- _Given passage_:
·····

- Who has tried deploying his/her app?
- What do you know about clustering?
- Who likes math?
In this deck, clustering will refer to techniques that, given a particular structured dataset, seek to create homogeneous groups of observations.
Key question: how do you define “ homogeneous”? Answer: via distances.
Example: assume songs are characterized only by their danceability:
\(\rightarrow\) Lose Yourself is closer to Poker Face because the distance between the two scores is smaller.
A tabular dataset is a matrix \(X_{i,j}\) such that:
A distance is always computed when \(j\) is fixed and \(i\) changes:
\[D_{\text{dance}}(\text{Poker Face, Lose Yourself})= \left|X_{\text{Poker Face}, \text{Dance}}-X_{\text{Lose Yourself}, \text{Dance}}\right|\] In a more formal way, we can write that \[D_j(i_1,i_2)=\left|X_{i_1,j}-X_{i_2,j}\right|,\] if \(j\)=Dance and \(i_1\)=Poker Face and \(i_2\)=Lose Yourself.

·····

- _Data block_:
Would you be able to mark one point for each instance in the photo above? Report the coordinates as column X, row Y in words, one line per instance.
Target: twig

·····

- _Objective A_: Reproduce the part of the clustering passage that opens with the words containing "In this deck, clustering" and closes with "and \(i_2\)=Lose Yourself.".
- _Objective B_: According to the clustering passage, why is Lose Yourself closer to Poker Face? Answer in one to three sentences.
- _Objective C_: Summarize the clustering passage in two sentences.
The data comes from a separate source and is unrelated to the clustering passage.

- _Task response A_:
In this deck, clustering will refer to techniques that, given a particular structured dataset, seek to create homogeneous groups of observations.
Key question: how do you define “ homogeneous”? Answer: via distances.
Example: assume songs are characterized only by their danceability:
\(\rightarrow\) Lose Yourself is closer to Poker Face because the distance between the two scores is smaller.
A tabular dataset is a matrix \(X_{i,j}\) such that:
A distance is always computed when \(j\) is fixed and \(i\) changes:
\[D_{\text{dance}}(\text{Poker Face, Lose Yourself})= \left|X_{\text{Poker Face}, \text{Dance}}-X_{\text{Lose Yourself}, \text{Dance}}\right|\] In a more formal way, we can write that \[D_j(i_1,i_2)=\left|X_{i_1,j}-X_{i_2,j}\right|,\] if \(j\)=Dance and \(i_1\)=Poker Face and \(i_2\)=Lose Yourself.

- _Task response B_: When songs are characterized only by their danceability, Lose Yourself is closer to Poker Face because the distance between the two songs' scores is smaller.

- _Task response C_: Here, clustering refers to techniques that seek to create homogeneous groups of observations in a structured dataset, and homogeneity is defined via distances. In a tabular dataset, a distance is computed with the column j fixed and the row i changing, as D_j(i1,i2) = |X_{i1,j} − X_{i2,j}|, illustrated with songs compared by danceability.